Extract -
VA offers fixed rate loans with terms ranging from 10 years to 30 years.  VA also offers Adjustable Rate Mortgages, commonly referred to as ARMs.  In addition, there are renovation loans where you can buy an existing property and renovate the home.  It is important to note that the Veterans Administration does not make loans directly, but, in fact, guarantees loans made by lenders.

 

Do I Have to Make a Down Payment?

 

A VA Loan, in most cases, will not require a down payment.  However, VA will allow you to make a down payment if you wish.  The funding fee is lower if you make a larger down payment. The reductions come at 5% and 10% down payments.   If you are putting down a larger down payment you may want to consider other loan options where a funding fee is not required.  This is particularly true if you are making a 20% or larger down payment.

 

There are also other loans with little or no down payment required.  In some areas, you may be eligible for grants that will contribute towards your down payment and/or closing costs.

 

 

What is A Funding Fee?

 

Above we discussed that the VA itself does not make loans but guarantees them.  When you take out a VA loan you pay a funding fee to the lender that they turn around a pay to the VA.  This fee goes into a pool that the VA uses to pay off loans that default.  The funding fee is paid by all Veterans that take out a VA loan based on a sliding scale.  The funding fee is waived in its entirety for eligible disabled Veterans.

There is also a reduced funding fee for Veterans doing a VA Interest Rate Reduction Refinance Loan (VA IRRRL ~ pronounced VA earl).

Exercise input -
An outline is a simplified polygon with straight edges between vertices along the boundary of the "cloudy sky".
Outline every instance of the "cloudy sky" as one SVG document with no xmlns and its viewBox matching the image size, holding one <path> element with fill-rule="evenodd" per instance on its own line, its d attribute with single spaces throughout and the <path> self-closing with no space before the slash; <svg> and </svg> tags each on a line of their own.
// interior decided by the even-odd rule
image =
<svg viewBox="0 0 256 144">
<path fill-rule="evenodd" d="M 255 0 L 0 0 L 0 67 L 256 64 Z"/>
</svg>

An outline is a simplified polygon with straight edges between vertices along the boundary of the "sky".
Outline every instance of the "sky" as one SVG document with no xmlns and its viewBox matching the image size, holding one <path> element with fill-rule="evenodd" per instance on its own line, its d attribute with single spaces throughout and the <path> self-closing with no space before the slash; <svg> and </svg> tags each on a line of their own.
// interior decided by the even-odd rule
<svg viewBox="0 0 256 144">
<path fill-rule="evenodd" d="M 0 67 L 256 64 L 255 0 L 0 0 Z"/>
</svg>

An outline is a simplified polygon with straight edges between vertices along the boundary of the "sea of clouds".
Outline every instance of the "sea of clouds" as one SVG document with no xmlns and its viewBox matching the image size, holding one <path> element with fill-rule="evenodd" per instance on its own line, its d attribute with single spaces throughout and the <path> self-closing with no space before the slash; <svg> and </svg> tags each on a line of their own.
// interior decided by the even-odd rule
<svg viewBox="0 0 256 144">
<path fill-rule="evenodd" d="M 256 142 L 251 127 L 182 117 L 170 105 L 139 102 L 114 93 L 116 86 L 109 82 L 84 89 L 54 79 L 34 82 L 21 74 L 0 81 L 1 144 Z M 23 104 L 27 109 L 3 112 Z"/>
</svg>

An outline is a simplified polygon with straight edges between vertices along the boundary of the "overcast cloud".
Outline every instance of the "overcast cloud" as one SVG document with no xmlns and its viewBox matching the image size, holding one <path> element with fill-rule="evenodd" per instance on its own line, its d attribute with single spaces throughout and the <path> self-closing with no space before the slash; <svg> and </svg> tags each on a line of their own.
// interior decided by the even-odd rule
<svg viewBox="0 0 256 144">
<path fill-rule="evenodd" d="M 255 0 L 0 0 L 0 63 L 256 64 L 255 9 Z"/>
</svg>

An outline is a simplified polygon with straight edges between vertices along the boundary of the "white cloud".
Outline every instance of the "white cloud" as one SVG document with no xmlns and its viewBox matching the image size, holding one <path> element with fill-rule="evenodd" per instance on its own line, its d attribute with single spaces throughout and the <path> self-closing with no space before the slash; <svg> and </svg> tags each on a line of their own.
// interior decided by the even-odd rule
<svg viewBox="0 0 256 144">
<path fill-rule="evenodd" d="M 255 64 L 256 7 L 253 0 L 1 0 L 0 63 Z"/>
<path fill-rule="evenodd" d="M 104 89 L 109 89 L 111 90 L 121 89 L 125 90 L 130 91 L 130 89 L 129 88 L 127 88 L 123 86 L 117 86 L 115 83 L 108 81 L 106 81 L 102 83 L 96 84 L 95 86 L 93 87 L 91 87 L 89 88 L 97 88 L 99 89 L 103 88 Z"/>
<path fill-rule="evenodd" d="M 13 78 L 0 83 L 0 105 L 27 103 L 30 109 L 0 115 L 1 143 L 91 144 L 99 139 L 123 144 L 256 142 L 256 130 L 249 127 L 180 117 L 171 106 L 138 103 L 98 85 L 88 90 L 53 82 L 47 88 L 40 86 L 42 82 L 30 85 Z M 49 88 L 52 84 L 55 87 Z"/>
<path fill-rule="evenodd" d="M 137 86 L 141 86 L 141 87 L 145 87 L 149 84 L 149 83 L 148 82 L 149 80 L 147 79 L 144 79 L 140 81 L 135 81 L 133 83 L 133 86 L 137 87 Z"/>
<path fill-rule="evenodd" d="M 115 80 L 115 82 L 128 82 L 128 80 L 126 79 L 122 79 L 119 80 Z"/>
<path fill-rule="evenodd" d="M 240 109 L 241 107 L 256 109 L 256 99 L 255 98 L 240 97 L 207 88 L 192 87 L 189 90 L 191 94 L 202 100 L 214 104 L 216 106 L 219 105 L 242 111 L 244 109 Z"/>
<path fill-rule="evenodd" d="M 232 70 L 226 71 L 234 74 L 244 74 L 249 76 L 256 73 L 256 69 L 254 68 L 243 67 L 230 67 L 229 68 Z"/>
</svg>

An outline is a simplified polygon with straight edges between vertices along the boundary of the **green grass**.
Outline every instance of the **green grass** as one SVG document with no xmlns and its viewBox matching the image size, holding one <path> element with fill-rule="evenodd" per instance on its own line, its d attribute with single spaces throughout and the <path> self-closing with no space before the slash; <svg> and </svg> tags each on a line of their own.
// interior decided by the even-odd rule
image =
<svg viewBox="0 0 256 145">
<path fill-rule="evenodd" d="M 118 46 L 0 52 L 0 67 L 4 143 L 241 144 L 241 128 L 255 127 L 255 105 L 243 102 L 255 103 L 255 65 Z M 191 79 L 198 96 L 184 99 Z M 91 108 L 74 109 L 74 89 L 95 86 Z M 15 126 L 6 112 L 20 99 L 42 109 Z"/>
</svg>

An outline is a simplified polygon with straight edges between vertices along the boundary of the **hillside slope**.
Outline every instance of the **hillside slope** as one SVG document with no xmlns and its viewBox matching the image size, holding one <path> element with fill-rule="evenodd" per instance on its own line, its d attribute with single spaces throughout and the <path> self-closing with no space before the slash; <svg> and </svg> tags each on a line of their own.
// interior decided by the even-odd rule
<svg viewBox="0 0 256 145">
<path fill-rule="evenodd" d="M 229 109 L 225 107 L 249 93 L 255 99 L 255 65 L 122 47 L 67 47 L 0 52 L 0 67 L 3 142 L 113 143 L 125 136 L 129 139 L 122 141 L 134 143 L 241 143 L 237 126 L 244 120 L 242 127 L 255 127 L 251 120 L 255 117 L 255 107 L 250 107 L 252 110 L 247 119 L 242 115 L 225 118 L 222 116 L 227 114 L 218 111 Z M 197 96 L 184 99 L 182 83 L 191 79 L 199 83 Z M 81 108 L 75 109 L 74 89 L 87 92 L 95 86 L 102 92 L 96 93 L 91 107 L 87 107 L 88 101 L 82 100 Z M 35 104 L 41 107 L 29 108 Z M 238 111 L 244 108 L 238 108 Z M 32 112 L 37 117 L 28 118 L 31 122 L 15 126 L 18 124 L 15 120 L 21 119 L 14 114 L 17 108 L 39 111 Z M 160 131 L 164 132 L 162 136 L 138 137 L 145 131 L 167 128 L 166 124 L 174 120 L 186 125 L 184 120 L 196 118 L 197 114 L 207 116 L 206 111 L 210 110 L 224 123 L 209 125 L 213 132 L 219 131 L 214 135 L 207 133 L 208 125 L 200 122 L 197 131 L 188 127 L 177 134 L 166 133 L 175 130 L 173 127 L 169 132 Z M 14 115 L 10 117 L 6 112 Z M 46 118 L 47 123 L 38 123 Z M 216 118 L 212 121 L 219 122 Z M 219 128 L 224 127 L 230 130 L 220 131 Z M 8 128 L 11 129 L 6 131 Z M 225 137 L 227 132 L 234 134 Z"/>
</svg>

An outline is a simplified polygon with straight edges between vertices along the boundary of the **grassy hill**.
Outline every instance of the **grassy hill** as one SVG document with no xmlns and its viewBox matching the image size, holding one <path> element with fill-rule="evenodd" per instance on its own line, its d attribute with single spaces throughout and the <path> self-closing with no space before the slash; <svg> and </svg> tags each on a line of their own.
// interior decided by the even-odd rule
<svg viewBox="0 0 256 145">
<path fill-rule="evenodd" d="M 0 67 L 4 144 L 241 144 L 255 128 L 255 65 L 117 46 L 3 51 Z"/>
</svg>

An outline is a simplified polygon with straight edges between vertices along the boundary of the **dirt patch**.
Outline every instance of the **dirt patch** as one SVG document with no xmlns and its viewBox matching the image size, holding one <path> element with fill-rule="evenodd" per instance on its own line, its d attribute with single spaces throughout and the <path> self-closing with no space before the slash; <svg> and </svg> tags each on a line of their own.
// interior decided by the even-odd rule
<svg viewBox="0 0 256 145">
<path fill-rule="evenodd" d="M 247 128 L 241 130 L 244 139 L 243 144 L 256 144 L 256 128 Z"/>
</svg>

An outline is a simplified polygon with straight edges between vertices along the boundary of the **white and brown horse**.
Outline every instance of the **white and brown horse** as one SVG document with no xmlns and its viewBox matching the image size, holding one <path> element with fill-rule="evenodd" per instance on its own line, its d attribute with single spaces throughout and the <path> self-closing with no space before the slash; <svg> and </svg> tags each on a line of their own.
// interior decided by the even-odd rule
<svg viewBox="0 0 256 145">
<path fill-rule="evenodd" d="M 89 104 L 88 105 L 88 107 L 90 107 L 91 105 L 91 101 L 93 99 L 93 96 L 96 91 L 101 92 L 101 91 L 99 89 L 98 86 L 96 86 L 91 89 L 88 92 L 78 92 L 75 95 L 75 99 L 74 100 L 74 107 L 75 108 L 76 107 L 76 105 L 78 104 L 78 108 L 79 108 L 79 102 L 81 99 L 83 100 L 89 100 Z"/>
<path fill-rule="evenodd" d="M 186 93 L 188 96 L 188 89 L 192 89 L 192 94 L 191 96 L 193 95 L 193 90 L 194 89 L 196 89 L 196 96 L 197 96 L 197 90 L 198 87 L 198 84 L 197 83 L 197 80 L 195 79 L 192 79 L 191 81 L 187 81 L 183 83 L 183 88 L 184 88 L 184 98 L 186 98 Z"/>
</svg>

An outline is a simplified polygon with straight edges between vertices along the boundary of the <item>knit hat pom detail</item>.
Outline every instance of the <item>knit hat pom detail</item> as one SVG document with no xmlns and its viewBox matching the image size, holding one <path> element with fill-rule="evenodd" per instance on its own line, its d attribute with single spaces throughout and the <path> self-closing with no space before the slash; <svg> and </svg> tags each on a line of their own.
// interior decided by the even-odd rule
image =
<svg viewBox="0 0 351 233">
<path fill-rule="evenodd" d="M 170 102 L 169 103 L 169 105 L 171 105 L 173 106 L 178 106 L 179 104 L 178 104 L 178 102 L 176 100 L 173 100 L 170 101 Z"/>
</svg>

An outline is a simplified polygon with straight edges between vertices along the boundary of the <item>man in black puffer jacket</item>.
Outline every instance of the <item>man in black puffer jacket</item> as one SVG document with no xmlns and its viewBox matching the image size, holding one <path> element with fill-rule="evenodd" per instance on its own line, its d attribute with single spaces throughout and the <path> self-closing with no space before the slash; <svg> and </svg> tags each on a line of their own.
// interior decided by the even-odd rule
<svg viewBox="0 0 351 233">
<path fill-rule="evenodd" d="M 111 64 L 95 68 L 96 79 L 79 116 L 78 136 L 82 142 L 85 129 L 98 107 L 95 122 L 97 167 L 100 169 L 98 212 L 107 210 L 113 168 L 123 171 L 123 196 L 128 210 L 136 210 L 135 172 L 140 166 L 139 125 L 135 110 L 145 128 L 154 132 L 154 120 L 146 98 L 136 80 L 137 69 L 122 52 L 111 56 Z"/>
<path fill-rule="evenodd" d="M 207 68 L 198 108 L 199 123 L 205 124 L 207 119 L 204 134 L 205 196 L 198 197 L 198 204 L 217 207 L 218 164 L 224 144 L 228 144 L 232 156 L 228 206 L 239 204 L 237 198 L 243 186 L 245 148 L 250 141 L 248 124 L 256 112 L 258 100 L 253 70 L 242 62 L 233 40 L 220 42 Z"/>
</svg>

To do -
**a.** List every percentage that appears in the VA loan text.
**b.** Pull out each line of the entries that contains the string "dirt", with case counting.
The VA loan text and the entries are unrelated and should be treated as separate material.

Task-by-task results -
**a.** 5%, 10%, 20%

**b.**
An outline is a simplified polygon with straight edges between vertices along the boundary of the **dirt patch**.
Outline every instance of the **dirt patch** as one SVG document with no xmlns and its viewBox matching the image size, holding one <path> element with fill-rule="evenodd" per instance on its own line, its d attribute with single spaces throughout and the <path> self-closing with no space before the slash; <svg> and </svg> tags each on a line of their own.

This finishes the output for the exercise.